Where "positive" occurs in a line of the entries below, copy that line.

##### Record excerpts #####

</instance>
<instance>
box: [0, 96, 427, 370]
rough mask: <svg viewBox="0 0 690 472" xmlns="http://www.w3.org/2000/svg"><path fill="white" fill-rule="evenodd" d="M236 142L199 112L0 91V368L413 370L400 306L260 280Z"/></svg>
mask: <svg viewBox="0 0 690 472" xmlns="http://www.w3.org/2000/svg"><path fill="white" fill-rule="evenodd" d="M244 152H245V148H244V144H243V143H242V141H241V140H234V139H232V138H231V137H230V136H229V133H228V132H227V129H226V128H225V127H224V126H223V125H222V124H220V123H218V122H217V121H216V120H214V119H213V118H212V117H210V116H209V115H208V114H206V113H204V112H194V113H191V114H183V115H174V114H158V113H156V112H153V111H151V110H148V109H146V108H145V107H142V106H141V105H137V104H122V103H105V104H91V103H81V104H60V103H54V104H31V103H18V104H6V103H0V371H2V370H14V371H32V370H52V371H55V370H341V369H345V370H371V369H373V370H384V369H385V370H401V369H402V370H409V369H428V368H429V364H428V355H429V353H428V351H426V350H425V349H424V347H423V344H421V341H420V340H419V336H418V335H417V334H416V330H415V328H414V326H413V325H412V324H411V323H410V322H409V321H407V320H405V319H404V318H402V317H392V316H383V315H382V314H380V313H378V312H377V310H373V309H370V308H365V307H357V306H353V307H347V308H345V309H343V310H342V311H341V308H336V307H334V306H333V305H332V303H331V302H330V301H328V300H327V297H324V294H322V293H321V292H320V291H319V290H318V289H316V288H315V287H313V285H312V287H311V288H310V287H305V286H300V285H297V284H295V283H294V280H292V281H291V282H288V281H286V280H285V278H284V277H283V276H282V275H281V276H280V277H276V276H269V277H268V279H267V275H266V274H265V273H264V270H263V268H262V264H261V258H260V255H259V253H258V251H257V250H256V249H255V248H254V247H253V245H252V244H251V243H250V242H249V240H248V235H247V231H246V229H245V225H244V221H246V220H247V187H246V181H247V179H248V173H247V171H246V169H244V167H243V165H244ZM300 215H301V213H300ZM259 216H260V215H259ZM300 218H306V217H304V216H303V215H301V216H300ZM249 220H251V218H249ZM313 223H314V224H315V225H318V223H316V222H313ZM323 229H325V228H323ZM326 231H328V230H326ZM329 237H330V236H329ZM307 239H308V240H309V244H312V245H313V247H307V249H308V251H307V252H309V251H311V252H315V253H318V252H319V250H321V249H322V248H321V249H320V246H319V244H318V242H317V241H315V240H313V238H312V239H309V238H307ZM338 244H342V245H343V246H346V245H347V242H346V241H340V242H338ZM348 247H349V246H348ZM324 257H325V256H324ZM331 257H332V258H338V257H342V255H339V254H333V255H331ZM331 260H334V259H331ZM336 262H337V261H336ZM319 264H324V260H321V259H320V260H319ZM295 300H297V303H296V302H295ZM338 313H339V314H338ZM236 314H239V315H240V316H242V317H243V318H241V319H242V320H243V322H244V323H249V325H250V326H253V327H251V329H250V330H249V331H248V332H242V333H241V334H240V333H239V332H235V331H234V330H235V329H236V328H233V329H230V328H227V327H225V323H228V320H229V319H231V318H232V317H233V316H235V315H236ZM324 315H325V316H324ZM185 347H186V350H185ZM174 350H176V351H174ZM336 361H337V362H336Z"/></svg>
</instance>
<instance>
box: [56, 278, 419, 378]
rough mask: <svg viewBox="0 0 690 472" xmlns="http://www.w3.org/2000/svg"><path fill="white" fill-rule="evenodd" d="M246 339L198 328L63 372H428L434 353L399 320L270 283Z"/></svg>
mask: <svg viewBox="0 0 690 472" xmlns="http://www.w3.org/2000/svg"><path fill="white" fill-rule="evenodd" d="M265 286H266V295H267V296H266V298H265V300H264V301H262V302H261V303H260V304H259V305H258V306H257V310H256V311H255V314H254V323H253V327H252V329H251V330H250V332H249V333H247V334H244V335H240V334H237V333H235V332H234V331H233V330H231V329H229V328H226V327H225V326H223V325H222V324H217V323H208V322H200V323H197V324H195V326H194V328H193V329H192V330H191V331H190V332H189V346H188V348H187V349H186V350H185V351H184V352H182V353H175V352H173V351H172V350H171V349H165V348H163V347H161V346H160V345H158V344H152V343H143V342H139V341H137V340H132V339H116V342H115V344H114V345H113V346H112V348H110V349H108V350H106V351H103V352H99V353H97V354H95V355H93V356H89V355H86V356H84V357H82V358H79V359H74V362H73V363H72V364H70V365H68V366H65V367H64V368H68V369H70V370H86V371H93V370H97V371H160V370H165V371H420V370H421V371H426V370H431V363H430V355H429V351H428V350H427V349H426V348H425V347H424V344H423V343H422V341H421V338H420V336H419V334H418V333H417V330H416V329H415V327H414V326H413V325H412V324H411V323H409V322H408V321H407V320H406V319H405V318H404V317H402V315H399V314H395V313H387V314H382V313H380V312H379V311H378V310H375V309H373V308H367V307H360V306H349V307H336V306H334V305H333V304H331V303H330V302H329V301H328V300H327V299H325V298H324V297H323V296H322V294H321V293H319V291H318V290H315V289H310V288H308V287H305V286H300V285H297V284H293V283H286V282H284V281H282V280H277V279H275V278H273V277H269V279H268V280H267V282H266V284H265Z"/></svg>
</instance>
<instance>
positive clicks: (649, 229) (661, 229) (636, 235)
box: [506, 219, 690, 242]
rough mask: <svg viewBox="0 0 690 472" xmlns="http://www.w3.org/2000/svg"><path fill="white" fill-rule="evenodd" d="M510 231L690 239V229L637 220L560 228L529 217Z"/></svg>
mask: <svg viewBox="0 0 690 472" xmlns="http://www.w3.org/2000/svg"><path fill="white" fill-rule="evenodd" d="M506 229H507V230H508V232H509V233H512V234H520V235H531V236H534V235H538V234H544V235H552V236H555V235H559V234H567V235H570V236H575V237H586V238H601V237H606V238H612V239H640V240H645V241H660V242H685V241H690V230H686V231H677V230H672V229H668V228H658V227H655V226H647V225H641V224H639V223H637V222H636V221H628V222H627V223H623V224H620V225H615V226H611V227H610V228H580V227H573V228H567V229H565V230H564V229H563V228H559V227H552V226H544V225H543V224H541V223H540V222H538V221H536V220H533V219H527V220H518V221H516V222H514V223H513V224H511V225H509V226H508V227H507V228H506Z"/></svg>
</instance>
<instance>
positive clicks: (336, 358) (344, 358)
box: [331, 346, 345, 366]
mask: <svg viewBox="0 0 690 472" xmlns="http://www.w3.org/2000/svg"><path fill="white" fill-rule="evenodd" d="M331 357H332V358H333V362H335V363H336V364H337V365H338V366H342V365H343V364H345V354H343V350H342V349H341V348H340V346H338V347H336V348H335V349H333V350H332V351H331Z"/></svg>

#####

**Written answer:**
positive clicks: (649, 229) (661, 229) (636, 235)
positive clicks: (336, 358) (344, 358)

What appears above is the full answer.